Issue 29.2 serendipitously brings together three essays that explore intersections between black and white print culture in the United States.

Brian Baaki's "White Crime and the Early African American Press: Elements of Reprinting and Reporting in New York's Freedom's Journal" focuses on the antebellum period and John Russwurm's attempts to "talk back" to assertions of black criminality underscored by the penny press as well as publications such as John B. Skillman's New York Police Reports. While Skillman highlighted and reveled in the criminal behavior of blacks, Russwurm supplied a counternarrative of white criminality in Freedom's Journal for its black audience, thereby creating an imaginative and "lawful space for black citizens" in New York just after the state abolished slavery.

Moving to the post-bellum period, in "Throwing Stones Across the Potomac: The Colored American Magazine, the Atlantic Monthly, and the Cultural Politics of National Reunion," Brian Sweeney reconnects Pauline Hopkins's work as editor and author to her efforts to push back against the prevailing embrace of reunionism—the idea that the reunification of the United States following the Civil War and Reconstruction justified the disfranchisement of African Americans and acquiescence to Jim Crow—in the mainstream popular press at the turn of the twentieth century. Sweeney recognizes that though the Atlantic Monthly had been founded in the mid-nineteenth century on principles of abolitionism and staunch support of the newly established Republican Party, by 1900 it had come to support reunionist ideology, publishing essays by Southern apologists and realist fiction that, in following William Dean Howells's dictum to treat the "smiling aspects of life," also papered over the ugly history of slavery. In contrast, Hopkins asserted African American culture, history, and actors as a persistent reminder of the need for the United States to reconcile its past; her melodramatic novel Hagar's Daughter likewise presented a counter to Howellsian realism in reconnecting a past that white Americans were only too willing to forget amid the unresolved concerns of the present.

=======

> **EXERCISE TASKS**:
1. In the print culture passage, which publication did Russwurm use to give his black audience a counternarrative of white criminality?
2. Reproduce the print culture passage starting with "Issue 29.2 serendipitously" and going on through "state abolished slavery.".
The items below aren't needed.

> **SUPPLIED MATERIAL**:
=======

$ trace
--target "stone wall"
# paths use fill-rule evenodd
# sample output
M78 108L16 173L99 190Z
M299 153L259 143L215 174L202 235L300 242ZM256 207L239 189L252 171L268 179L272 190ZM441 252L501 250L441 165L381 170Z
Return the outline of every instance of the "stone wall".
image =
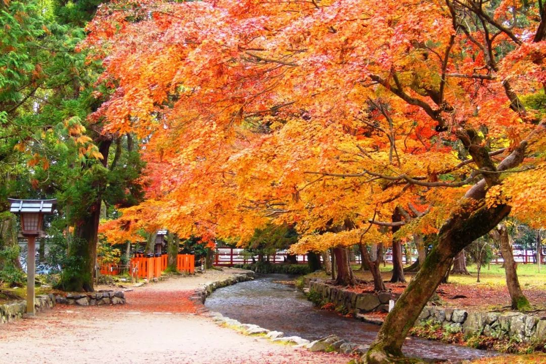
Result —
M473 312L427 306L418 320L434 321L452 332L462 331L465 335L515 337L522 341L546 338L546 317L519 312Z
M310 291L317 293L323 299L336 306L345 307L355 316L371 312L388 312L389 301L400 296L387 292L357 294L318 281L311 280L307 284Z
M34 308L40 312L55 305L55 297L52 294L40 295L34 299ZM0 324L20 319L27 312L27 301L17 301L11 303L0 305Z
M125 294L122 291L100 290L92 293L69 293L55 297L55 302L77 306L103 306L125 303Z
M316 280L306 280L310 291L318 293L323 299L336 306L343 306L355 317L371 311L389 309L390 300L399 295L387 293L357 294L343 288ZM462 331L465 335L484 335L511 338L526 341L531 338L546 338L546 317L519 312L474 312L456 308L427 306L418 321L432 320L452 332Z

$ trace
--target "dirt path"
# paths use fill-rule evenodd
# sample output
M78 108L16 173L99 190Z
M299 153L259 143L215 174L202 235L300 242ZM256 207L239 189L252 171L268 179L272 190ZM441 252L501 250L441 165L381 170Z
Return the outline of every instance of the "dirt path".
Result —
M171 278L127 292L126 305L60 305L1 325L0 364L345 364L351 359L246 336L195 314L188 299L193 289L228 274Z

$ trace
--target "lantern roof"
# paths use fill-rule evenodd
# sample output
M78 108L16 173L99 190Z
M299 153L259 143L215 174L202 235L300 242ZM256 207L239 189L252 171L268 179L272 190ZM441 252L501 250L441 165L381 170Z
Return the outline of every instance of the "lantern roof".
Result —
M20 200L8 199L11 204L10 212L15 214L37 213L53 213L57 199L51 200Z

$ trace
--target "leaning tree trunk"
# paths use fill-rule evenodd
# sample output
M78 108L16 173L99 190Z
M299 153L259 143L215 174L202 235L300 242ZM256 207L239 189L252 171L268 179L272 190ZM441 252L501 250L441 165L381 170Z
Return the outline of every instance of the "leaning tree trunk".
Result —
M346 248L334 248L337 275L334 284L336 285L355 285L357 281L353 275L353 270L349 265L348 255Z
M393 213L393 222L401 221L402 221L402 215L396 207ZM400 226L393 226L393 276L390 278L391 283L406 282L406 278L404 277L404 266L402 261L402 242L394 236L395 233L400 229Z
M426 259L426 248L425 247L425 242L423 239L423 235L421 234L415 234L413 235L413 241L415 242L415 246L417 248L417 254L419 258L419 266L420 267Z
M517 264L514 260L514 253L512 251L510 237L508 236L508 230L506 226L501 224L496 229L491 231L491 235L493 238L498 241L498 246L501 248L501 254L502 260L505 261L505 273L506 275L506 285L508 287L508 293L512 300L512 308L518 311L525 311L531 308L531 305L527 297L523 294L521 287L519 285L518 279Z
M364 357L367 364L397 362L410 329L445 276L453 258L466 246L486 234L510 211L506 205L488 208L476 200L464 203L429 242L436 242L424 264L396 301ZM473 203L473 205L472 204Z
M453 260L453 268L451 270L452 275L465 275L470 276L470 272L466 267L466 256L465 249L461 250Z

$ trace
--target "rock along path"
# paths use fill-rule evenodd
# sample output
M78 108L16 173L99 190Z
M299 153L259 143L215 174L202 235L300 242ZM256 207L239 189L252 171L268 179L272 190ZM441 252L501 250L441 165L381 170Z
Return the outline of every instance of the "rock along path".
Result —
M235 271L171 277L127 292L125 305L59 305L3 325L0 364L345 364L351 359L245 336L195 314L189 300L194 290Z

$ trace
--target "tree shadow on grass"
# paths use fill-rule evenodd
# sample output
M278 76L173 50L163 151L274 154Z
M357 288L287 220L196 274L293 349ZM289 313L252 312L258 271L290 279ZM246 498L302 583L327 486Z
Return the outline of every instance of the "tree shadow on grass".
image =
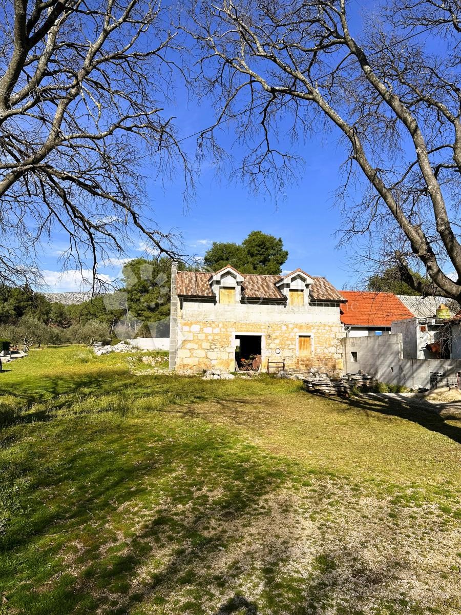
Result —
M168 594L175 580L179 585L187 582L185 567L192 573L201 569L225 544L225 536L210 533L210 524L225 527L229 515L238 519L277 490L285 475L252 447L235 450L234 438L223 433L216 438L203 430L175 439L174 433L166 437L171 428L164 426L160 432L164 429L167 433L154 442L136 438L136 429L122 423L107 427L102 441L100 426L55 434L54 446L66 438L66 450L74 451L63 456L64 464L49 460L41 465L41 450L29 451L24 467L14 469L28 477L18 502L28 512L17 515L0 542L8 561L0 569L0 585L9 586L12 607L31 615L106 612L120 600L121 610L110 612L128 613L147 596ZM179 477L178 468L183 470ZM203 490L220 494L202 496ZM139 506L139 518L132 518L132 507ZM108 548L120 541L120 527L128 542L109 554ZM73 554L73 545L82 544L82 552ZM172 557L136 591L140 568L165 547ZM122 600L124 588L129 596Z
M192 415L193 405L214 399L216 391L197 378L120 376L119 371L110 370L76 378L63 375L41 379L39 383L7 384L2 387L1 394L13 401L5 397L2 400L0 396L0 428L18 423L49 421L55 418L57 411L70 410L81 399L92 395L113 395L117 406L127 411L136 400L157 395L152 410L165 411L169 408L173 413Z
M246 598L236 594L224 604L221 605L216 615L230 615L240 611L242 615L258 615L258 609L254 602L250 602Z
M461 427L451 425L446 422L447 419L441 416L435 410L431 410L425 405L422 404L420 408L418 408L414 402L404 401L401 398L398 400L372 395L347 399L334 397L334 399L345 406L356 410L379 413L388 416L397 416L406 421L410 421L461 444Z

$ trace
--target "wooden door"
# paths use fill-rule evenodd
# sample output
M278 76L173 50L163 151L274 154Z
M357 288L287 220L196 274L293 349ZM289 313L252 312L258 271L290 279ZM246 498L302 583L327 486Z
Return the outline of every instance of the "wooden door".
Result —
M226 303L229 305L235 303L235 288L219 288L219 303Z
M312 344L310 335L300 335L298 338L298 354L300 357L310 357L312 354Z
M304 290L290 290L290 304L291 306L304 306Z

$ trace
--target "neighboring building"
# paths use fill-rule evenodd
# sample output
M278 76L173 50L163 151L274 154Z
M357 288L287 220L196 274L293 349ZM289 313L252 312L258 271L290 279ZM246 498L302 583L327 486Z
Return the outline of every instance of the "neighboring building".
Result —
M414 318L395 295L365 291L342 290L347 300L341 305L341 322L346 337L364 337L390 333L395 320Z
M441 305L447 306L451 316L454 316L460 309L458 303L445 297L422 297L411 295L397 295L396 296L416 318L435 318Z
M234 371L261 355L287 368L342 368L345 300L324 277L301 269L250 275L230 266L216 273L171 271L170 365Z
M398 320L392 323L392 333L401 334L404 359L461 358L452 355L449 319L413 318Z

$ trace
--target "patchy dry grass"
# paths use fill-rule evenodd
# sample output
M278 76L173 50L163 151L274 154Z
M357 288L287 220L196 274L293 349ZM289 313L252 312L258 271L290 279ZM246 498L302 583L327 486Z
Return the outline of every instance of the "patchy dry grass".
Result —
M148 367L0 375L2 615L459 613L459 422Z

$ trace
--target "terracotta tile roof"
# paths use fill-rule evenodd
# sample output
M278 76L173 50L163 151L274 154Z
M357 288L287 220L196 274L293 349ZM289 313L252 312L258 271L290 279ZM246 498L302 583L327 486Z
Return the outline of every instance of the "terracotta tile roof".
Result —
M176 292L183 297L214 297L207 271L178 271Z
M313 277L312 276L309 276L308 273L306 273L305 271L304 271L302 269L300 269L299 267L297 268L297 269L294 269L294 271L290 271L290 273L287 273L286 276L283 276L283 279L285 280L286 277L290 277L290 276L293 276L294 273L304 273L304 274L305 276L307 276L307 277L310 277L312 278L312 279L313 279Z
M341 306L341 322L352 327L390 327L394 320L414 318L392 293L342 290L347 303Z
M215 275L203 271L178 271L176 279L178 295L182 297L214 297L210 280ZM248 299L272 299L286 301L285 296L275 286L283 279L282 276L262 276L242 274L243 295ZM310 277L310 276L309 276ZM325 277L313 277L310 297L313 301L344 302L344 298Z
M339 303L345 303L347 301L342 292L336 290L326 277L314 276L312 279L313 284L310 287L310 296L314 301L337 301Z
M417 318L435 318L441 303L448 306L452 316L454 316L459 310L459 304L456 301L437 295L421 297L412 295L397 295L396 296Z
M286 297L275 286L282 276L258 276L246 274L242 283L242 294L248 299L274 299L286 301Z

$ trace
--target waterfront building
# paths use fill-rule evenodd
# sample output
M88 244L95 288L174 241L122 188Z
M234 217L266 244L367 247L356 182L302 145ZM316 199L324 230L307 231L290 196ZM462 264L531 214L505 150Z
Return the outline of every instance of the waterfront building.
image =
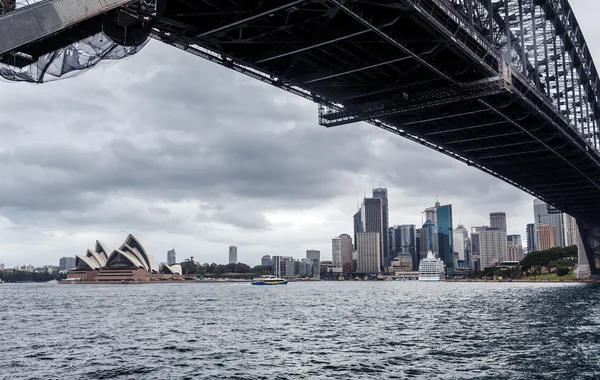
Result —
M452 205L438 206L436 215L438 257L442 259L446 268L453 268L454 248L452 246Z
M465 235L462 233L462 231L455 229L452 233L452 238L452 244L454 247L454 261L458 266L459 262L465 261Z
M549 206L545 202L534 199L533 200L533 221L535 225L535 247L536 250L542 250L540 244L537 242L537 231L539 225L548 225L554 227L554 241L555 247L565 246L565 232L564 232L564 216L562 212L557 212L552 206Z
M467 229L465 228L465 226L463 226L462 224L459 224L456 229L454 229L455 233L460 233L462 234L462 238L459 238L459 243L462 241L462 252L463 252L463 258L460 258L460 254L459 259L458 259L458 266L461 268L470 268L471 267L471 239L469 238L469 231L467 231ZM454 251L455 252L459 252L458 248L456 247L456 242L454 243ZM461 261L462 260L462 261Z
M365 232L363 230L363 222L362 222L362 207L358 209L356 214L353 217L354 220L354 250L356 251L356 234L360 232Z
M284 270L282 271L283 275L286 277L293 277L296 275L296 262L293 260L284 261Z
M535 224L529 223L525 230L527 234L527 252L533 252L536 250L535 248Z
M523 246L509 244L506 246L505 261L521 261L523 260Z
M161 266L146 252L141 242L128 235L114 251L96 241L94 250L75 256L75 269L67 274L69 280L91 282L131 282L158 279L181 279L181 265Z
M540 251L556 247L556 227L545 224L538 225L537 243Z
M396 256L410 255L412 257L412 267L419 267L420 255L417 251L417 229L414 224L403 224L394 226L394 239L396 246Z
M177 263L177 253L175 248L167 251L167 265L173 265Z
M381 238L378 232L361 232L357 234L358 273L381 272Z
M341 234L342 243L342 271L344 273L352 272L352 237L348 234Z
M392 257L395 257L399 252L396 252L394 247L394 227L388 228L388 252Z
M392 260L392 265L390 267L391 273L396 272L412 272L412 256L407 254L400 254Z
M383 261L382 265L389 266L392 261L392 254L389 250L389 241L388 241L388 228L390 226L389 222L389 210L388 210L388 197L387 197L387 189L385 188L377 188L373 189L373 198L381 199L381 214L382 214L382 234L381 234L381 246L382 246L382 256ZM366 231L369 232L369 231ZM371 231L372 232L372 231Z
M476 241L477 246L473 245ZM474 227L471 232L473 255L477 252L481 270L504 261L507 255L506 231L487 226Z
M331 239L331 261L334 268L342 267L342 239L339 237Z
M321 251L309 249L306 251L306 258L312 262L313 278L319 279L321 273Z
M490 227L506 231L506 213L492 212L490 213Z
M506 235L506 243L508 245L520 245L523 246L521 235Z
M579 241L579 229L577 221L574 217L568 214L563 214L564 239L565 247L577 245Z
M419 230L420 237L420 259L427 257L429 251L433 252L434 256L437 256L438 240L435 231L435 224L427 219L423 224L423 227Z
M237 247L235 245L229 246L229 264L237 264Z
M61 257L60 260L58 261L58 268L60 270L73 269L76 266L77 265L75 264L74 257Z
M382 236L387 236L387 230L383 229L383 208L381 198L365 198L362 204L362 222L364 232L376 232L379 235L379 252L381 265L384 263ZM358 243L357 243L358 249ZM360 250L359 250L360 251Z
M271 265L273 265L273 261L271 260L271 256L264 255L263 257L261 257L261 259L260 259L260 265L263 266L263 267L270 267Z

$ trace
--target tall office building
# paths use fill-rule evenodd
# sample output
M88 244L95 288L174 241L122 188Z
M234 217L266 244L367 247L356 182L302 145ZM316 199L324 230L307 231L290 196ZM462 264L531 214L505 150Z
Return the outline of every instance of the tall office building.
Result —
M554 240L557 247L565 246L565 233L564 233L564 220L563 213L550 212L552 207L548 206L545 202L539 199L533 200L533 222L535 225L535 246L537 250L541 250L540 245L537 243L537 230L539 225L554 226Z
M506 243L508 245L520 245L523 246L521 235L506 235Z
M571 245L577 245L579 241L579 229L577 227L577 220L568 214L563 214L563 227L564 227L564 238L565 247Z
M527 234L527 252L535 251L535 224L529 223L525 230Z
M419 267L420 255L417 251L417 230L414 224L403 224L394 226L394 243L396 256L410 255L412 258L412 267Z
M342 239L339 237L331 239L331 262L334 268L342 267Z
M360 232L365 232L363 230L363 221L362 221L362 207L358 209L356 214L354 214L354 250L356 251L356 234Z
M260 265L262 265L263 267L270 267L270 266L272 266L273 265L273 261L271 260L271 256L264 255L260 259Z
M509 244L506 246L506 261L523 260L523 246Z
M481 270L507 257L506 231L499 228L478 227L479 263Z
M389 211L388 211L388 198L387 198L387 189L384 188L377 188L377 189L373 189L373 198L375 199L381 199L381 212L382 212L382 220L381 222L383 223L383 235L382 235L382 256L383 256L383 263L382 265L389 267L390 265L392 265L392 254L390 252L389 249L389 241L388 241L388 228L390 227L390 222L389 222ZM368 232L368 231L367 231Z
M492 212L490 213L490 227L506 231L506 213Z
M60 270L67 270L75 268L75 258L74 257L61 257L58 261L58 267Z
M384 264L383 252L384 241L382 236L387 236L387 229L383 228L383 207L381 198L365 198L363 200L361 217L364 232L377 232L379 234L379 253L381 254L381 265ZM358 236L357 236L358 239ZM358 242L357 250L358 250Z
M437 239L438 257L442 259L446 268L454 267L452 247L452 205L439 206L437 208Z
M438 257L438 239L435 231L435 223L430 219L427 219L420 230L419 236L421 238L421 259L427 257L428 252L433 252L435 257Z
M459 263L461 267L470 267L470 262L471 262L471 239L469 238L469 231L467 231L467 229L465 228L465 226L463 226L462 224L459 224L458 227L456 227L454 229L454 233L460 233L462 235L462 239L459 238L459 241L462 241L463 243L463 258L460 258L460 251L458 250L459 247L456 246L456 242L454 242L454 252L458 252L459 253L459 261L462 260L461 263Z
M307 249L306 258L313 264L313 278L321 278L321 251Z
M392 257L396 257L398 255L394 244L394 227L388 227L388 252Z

=======

> **ANSWERS PROVIDED**:
1. Freedom's Journal

2.
Issue 29.2 serendipitously brings together three essays that explore intersections between black and white print culture in the United States.

Brian Baaki's "White Crime and the Early African American Press: Elements of Reprinting and Reporting in New York's Freedom's Journal" focuses on the antebellum period and John Russwurm's attempts to "talk back" to assertions of black criminality underscored by the penny press as well as publications such as John B. Skillman's New York Police Reports. While Skillman highlighted and reveled in the criminal behavior of blacks, Russwurm supplied a counternarrative of white criminality in Freedom's Journal for its black audience, thereby creating an imaginative and "lawful space for black citizens" in New York just after the state abolished slavery.